╭──

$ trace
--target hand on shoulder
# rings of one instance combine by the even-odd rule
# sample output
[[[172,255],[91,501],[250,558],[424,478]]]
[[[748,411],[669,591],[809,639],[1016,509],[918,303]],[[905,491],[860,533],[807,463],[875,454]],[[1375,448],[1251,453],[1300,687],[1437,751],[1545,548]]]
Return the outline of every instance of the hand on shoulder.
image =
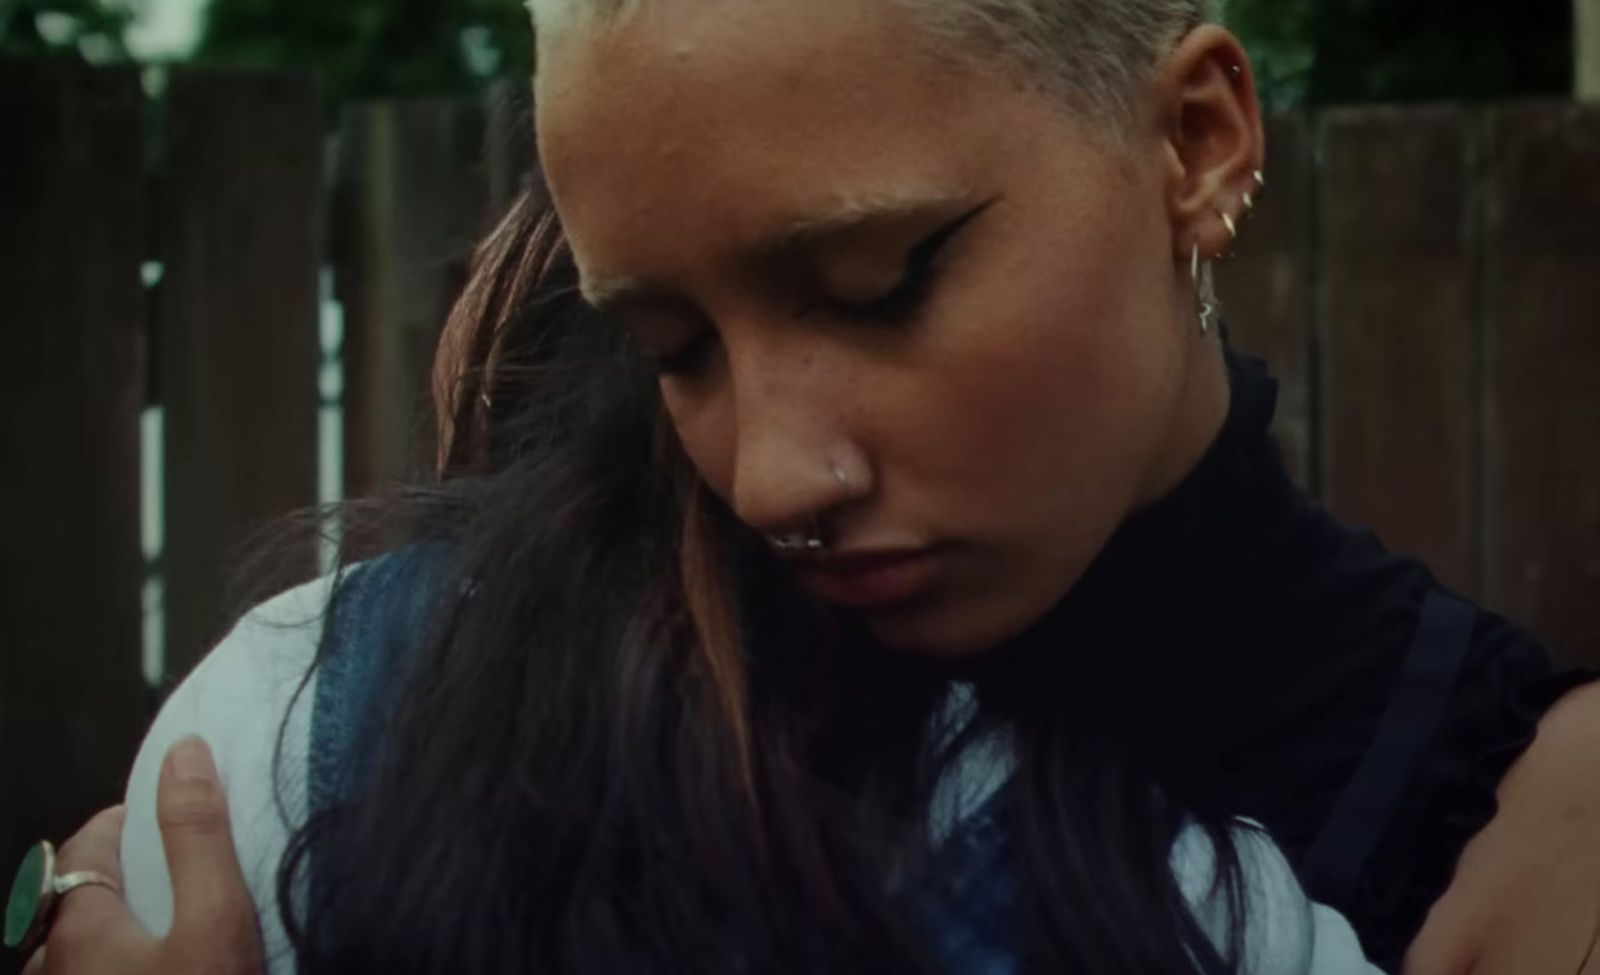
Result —
[[[62,895],[44,946],[25,975],[261,975],[261,934],[238,860],[227,801],[210,750],[180,741],[161,764],[157,819],[173,878],[176,912],[152,935],[116,890],[74,887]],[[91,819],[61,849],[56,875],[97,872],[126,879],[118,855],[122,807]]]
[[[1600,684],[1551,708],[1497,798],[1405,975],[1600,975]]]
[[[246,614],[167,698],[140,746],[125,798],[121,872],[134,916],[158,937],[173,924],[175,906],[158,784],[169,749],[194,736],[215,756],[267,946],[273,956],[284,946],[276,873],[292,828],[305,816],[303,773],[315,685],[302,685],[316,658],[327,594],[328,580],[321,579]]]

╰──

Would you restate the records above word for word and exclude the pictures?

(RESULT OF THIS TASK):
$ trace
--target hand on shoulder
# rings of one instance combine by the even-odd rule
# sample output
[[[172,255],[91,501],[250,558],[424,478]]]
[[[748,411],[669,591],[809,639],[1016,509],[918,303]],[[905,491],[860,533],[807,463],[875,454]],[[1375,448],[1251,453],[1300,687],[1437,751],[1545,548]]]
Return the outline of every instance of the hand on shoulder.
image =
Result —
[[[62,895],[44,946],[25,975],[261,975],[261,934],[238,860],[227,801],[210,750],[180,741],[161,764],[157,819],[173,878],[176,912],[152,935],[116,890],[74,887]],[[91,819],[61,849],[56,875],[97,872],[126,879],[118,855],[122,807]]]
[[[1600,684],[1551,708],[1497,798],[1405,975],[1600,975]]]
[[[246,614],[167,698],[140,746],[125,798],[121,872],[134,916],[158,937],[173,924],[175,906],[158,784],[169,749],[194,736],[215,756],[267,946],[273,956],[284,946],[276,873],[292,828],[305,816],[303,773],[315,685],[302,685],[316,658],[327,594],[328,580],[321,579]]]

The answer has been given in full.